Task prompt ▸
Print out the data below. Do not alter a single line.

*** Material for this task

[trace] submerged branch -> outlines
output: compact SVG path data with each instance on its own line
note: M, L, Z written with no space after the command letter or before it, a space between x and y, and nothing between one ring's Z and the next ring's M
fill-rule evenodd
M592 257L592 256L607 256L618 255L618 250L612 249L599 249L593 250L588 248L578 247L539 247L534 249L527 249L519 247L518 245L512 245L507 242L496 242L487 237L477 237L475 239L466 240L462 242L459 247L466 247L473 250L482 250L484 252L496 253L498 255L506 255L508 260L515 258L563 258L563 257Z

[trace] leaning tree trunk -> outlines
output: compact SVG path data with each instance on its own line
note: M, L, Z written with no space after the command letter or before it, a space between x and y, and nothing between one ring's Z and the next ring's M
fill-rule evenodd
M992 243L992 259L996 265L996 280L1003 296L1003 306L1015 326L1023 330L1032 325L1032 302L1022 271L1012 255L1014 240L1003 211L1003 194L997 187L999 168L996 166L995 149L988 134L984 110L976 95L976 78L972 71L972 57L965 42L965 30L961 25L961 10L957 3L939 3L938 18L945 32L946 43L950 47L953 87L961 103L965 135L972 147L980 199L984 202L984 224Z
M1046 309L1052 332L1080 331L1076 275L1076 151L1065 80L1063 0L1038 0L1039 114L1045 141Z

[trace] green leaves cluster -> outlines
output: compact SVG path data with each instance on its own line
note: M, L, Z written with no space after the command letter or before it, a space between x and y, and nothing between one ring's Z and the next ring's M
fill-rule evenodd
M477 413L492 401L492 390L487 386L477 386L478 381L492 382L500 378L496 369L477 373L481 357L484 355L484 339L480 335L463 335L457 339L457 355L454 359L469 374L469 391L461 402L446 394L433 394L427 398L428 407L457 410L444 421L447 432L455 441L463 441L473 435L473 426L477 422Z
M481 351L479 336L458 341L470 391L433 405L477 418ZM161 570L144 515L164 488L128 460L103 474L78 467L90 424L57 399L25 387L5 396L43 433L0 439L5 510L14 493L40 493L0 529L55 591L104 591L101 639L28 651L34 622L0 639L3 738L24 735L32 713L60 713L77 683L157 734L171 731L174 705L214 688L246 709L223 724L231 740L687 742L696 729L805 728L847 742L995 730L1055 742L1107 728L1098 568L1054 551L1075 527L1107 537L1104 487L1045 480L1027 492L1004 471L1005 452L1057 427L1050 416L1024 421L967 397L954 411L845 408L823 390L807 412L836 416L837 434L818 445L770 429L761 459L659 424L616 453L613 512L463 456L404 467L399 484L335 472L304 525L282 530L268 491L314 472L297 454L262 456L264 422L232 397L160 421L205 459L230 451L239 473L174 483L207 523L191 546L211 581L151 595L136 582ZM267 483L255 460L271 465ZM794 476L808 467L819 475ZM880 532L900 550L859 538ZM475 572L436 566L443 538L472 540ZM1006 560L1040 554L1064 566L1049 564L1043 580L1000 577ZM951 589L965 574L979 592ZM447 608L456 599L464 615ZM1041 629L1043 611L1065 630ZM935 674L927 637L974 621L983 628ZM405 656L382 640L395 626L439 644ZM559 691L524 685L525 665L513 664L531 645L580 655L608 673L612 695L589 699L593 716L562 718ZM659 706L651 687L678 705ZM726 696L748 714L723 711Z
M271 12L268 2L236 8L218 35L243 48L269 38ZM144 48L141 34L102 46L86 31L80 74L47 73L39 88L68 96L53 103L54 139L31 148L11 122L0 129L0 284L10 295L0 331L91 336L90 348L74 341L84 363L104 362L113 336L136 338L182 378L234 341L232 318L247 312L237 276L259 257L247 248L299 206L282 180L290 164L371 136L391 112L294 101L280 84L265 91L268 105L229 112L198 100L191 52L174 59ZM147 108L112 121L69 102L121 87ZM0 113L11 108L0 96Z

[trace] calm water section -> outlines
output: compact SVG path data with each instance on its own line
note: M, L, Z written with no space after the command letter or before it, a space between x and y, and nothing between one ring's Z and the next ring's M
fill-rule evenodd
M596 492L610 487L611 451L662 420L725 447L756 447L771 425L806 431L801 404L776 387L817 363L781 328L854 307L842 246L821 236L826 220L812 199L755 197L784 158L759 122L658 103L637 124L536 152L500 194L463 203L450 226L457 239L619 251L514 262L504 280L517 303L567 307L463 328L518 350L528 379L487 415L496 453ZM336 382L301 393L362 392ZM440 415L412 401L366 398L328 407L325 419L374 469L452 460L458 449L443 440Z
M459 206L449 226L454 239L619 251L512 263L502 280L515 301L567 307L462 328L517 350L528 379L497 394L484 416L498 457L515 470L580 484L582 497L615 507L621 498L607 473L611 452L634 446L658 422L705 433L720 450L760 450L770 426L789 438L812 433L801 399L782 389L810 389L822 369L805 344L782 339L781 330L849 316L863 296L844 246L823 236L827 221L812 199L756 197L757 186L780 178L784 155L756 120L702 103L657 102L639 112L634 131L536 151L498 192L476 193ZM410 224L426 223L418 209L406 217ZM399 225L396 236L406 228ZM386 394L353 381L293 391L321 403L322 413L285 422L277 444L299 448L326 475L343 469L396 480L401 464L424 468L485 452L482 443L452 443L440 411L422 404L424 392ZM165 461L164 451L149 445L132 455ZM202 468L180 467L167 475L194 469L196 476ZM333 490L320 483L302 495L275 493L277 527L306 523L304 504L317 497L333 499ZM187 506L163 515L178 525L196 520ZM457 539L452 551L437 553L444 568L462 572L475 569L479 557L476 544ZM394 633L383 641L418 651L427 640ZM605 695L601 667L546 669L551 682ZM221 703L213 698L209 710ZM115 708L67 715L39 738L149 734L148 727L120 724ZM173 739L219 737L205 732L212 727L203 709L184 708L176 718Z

******

Answer for the task ▸
[trace] submerged branch -> outlines
output: compact SVG path data with each instance on its own line
note: M, L, Z written with no space after the command letter or before it, a space between x and y, and nothing between one ring's Z and the next ring's M
fill-rule evenodd
M592 257L592 256L607 256L618 255L618 250L612 249L599 249L593 250L588 248L578 247L539 247L534 249L527 249L519 247L518 245L512 245L507 242L496 242L487 237L477 237L475 239L466 240L462 242L459 247L466 247L473 250L482 250L484 252L496 253L498 255L506 255L508 260L515 258L563 258L563 257Z

[trace] leaning tree trunk -> outlines
output: compact SVG path data with each instance on its own line
note: M, L, Z written with no space after the command letter or before it, a space between x and y, and nothing between one ring's Z and the next ring's M
fill-rule evenodd
M992 243L992 259L996 265L996 280L1003 296L1003 306L1015 326L1023 330L1032 325L1032 302L1022 271L1012 255L1014 240L1003 211L1003 194L997 187L999 168L996 166L995 149L988 134L984 110L976 95L976 78L972 71L972 57L965 42L965 30L961 25L961 10L957 3L939 3L938 18L945 32L946 43L950 47L953 87L961 103L965 135L972 147L980 199L984 202L984 224Z
M1046 309L1052 332L1080 331L1076 275L1076 151L1065 80L1063 0L1038 0L1039 114L1045 141Z

[trace] green leaves cluster -> outlines
output: compact SVG path data with each instance on its own line
note: M, L, Z written with no space after the command letter or before it, a space between x and y, and nothing between one ring's Z and the next ring's M
fill-rule evenodd
M477 413L492 401L492 390L487 386L477 386L478 381L492 382L500 378L496 369L477 373L481 357L484 355L484 339L480 335L463 335L457 339L457 355L454 359L469 374L469 391L461 402L446 394L433 394L427 398L428 407L457 410L444 421L447 432L455 441L463 441L473 435L473 426L477 422Z
M481 351L479 336L458 341L470 391L433 405L477 418ZM161 570L144 515L164 488L128 460L103 474L78 467L90 424L57 399L25 387L5 396L43 433L0 439L5 510L14 493L40 493L0 529L55 591L104 591L101 639L28 651L34 622L0 639L3 738L24 735L32 713L60 713L77 683L157 734L171 731L174 705L214 688L246 709L223 724L231 740L687 742L696 729L805 728L847 742L995 730L1055 742L1107 728L1098 568L1054 551L1075 527L1107 537L1104 487L1045 480L1027 492L1004 471L1005 452L1057 427L1050 416L1024 421L967 397L954 411L845 408L823 390L807 412L836 416L837 434L818 445L770 429L761 459L659 424L616 453L613 512L463 456L404 467L399 484L335 472L304 525L282 530L268 491L314 472L297 454L262 456L264 422L232 397L160 421L205 459L230 451L239 473L174 483L207 523L191 546L211 581L151 595L136 582ZM267 483L255 460L271 465ZM794 476L808 467L819 475ZM880 532L900 550L859 538ZM475 572L436 566L443 538L472 540ZM1006 560L1040 554L1064 566L1049 564L1043 580L1000 577ZM951 589L965 574L979 592ZM447 608L456 599L464 615ZM1041 629L1043 611L1065 630ZM935 674L927 637L974 621L983 628ZM405 656L382 640L395 626L439 644ZM559 691L524 685L525 665L513 664L531 645L580 655L608 673L612 695L589 699L593 716L562 718ZM659 706L651 687L678 705ZM726 696L748 714L723 711Z
M271 12L268 2L236 8L218 35L243 48L269 38ZM144 48L141 34L102 46L86 31L80 74L47 73L39 88L68 96L53 103L54 139L31 148L11 122L0 129L0 284L10 295L0 331L91 336L90 348L74 341L84 363L104 362L113 336L136 338L182 378L234 341L232 318L247 312L237 276L259 257L247 248L299 206L282 180L290 164L371 136L391 112L294 101L280 84L265 91L268 105L229 112L198 100L191 52L174 59ZM147 108L112 121L69 102L121 87ZM0 113L11 108L0 96Z

[trace] calm water section -> outlines
output: compact SVG path data with each instance on its own line
note: M, L, Z written with no space after the command letter or before it, a space between x and y, and nothing between one ring's Z and the next ring's M
fill-rule evenodd
M596 492L610 487L611 451L662 420L725 447L756 447L771 425L806 431L801 404L776 387L817 363L781 328L854 307L842 246L821 236L826 220L812 199L755 197L784 158L759 122L658 103L637 124L536 152L500 194L463 203L450 226L457 239L619 251L514 262L504 280L517 303L567 307L463 328L518 350L528 379L487 415L496 453ZM336 382L301 393L362 392ZM440 415L412 401L366 398L328 407L325 419L374 469L452 460L458 449L443 440Z
M459 206L449 226L454 239L619 251L512 263L502 280L515 301L567 307L462 328L517 350L528 379L497 394L484 416L498 457L515 470L580 484L582 497L615 507L621 498L607 473L611 452L634 446L658 422L705 433L720 450L760 450L770 426L789 438L812 433L801 399L782 389L810 389L822 369L805 344L782 339L781 330L849 316L863 296L844 246L823 236L827 221L812 199L756 197L757 186L780 178L784 155L756 120L702 103L657 102L639 112L634 131L536 151L498 192L476 193ZM410 224L426 223L418 209L406 217ZM399 225L396 236L406 228ZM386 394L353 381L293 391L321 403L322 413L285 422L277 444L299 448L326 475L343 469L396 480L401 464L424 468L485 452L482 443L452 443L440 411L422 404L424 392ZM165 461L164 451L149 445L132 455ZM202 468L180 467L167 475L194 469L196 476ZM333 490L320 483L302 495L275 493L277 527L306 523L304 504L317 497L333 499ZM187 506L163 515L178 525L196 520ZM457 539L452 551L437 553L444 568L462 572L475 569L479 557L476 544ZM394 633L383 641L418 651L427 640ZM605 695L601 667L546 669L551 682ZM221 703L213 698L209 710ZM115 708L67 715L39 738L149 734L148 727L120 724ZM173 739L219 737L205 732L212 727L203 709L184 708L176 718Z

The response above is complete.